-- Rows from a pointing dataset --
____

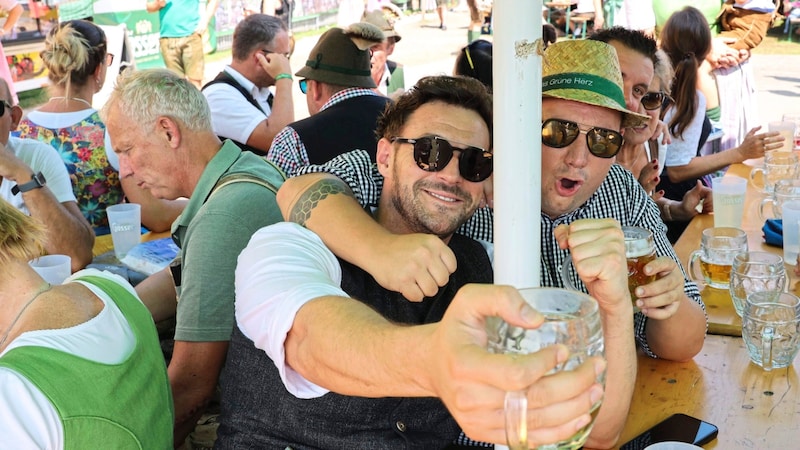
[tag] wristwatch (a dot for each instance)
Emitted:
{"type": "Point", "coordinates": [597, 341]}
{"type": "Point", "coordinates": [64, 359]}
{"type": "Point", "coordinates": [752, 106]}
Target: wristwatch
{"type": "Point", "coordinates": [37, 181]}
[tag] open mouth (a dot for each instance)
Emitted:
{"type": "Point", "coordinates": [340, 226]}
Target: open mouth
{"type": "Point", "coordinates": [442, 197]}
{"type": "Point", "coordinates": [566, 186]}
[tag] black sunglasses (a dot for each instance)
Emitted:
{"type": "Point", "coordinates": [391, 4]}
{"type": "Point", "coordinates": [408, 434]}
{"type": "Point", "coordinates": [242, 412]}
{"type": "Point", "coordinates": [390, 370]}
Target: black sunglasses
{"type": "Point", "coordinates": [656, 100]}
{"type": "Point", "coordinates": [267, 52]}
{"type": "Point", "coordinates": [4, 105]}
{"type": "Point", "coordinates": [602, 142]}
{"type": "Point", "coordinates": [433, 154]}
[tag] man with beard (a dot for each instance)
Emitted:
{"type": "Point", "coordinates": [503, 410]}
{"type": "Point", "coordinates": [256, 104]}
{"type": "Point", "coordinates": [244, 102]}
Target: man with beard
{"type": "Point", "coordinates": [325, 357]}
{"type": "Point", "coordinates": [585, 199]}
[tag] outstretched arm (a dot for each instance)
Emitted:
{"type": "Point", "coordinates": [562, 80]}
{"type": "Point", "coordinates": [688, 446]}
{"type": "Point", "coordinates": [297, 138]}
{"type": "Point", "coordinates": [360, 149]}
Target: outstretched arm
{"type": "Point", "coordinates": [414, 265]}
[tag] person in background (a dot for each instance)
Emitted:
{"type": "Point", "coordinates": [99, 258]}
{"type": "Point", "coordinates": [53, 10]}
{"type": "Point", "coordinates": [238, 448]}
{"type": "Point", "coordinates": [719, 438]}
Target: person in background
{"type": "Point", "coordinates": [342, 103]}
{"type": "Point", "coordinates": [13, 10]}
{"type": "Point", "coordinates": [34, 180]}
{"type": "Point", "coordinates": [77, 58]}
{"type": "Point", "coordinates": [243, 108]}
{"type": "Point", "coordinates": [75, 10]}
{"type": "Point", "coordinates": [687, 41]}
{"type": "Point", "coordinates": [639, 61]}
{"type": "Point", "coordinates": [80, 363]}
{"type": "Point", "coordinates": [475, 60]}
{"type": "Point", "coordinates": [387, 74]}
{"type": "Point", "coordinates": [181, 35]}
{"type": "Point", "coordinates": [161, 129]}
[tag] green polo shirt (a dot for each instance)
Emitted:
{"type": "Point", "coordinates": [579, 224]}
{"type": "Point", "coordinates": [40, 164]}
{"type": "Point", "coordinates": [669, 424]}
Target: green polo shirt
{"type": "Point", "coordinates": [211, 233]}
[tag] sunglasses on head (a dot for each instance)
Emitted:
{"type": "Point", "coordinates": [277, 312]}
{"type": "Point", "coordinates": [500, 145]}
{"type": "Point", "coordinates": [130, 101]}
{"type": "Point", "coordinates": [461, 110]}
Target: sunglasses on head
{"type": "Point", "coordinates": [433, 154]}
{"type": "Point", "coordinates": [656, 100]}
{"type": "Point", "coordinates": [602, 142]}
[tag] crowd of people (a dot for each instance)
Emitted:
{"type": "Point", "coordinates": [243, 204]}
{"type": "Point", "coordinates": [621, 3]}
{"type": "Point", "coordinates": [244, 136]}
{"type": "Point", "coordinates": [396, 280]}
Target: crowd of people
{"type": "Point", "coordinates": [334, 274]}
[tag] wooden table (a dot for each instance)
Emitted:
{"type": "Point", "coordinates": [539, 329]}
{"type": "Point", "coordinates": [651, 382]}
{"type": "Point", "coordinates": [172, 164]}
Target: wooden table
{"type": "Point", "coordinates": [722, 318]}
{"type": "Point", "coordinates": [103, 244]}
{"type": "Point", "coordinates": [753, 409]}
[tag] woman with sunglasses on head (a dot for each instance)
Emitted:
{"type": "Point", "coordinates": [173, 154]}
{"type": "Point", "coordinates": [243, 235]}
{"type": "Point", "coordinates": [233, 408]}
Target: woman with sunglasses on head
{"type": "Point", "coordinates": [77, 58]}
{"type": "Point", "coordinates": [645, 158]}
{"type": "Point", "coordinates": [686, 39]}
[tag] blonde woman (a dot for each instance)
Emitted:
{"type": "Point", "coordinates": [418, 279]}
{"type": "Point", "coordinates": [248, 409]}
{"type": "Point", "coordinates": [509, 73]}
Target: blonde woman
{"type": "Point", "coordinates": [76, 58]}
{"type": "Point", "coordinates": [80, 363]}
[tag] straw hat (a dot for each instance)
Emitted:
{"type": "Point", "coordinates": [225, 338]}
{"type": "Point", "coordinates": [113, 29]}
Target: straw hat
{"type": "Point", "coordinates": [587, 71]}
{"type": "Point", "coordinates": [384, 21]}
{"type": "Point", "coordinates": [341, 56]}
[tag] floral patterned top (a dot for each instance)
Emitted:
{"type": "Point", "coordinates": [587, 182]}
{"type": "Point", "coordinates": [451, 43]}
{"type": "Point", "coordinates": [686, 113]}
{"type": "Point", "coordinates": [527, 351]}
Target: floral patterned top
{"type": "Point", "coordinates": [82, 147]}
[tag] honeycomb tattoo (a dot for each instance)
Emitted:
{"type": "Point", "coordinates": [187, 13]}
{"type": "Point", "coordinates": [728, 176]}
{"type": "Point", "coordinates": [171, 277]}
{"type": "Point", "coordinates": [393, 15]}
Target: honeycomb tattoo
{"type": "Point", "coordinates": [311, 197]}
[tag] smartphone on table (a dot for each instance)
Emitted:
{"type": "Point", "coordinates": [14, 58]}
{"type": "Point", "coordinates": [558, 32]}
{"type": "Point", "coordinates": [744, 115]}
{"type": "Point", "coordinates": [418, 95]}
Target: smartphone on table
{"type": "Point", "coordinates": [677, 427]}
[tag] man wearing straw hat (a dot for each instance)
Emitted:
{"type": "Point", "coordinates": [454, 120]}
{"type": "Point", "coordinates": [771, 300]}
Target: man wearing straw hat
{"type": "Point", "coordinates": [338, 85]}
{"type": "Point", "coordinates": [325, 357]}
{"type": "Point", "coordinates": [583, 107]}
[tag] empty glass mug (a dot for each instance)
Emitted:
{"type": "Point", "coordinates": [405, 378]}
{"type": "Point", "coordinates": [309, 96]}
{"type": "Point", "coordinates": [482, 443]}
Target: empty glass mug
{"type": "Point", "coordinates": [777, 166]}
{"type": "Point", "coordinates": [785, 191]}
{"type": "Point", "coordinates": [755, 272]}
{"type": "Point", "coordinates": [771, 328]}
{"type": "Point", "coordinates": [571, 319]}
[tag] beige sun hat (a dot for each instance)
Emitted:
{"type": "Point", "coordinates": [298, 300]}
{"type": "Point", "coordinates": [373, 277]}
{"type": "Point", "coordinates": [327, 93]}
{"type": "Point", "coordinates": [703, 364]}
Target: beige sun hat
{"type": "Point", "coordinates": [384, 21]}
{"type": "Point", "coordinates": [341, 56]}
{"type": "Point", "coordinates": [588, 72]}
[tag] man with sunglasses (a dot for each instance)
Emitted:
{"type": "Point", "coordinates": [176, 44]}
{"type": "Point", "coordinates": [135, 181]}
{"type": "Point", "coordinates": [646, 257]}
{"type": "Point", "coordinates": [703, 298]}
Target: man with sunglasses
{"type": "Point", "coordinates": [325, 357]}
{"type": "Point", "coordinates": [243, 108]}
{"type": "Point", "coordinates": [342, 104]}
{"type": "Point", "coordinates": [34, 180]}
{"type": "Point", "coordinates": [579, 181]}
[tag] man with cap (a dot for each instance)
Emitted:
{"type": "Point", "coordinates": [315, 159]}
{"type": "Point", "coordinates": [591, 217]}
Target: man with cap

____

-- TASK DETAILS --
Only the lines from the one containing "[tag] man with sunglasses" to the end of the records should be repeated, exactly as they appear.

-- OUTPUT FOR THIS EXERCISE --
[tag] man with sunglasses (a dot for each instance)
Emitted:
{"type": "Point", "coordinates": [176, 44]}
{"type": "Point", "coordinates": [135, 181]}
{"type": "Point", "coordinates": [646, 257]}
{"type": "Point", "coordinates": [703, 298]}
Target: man with sunglasses
{"type": "Point", "coordinates": [325, 357]}
{"type": "Point", "coordinates": [243, 108]}
{"type": "Point", "coordinates": [342, 104]}
{"type": "Point", "coordinates": [34, 180]}
{"type": "Point", "coordinates": [579, 181]}
[tag] man with cap (a dot for each instance)
Emitted:
{"type": "Point", "coordinates": [315, 159]}
{"type": "Point", "coordinates": [591, 217]}
Target: man with cap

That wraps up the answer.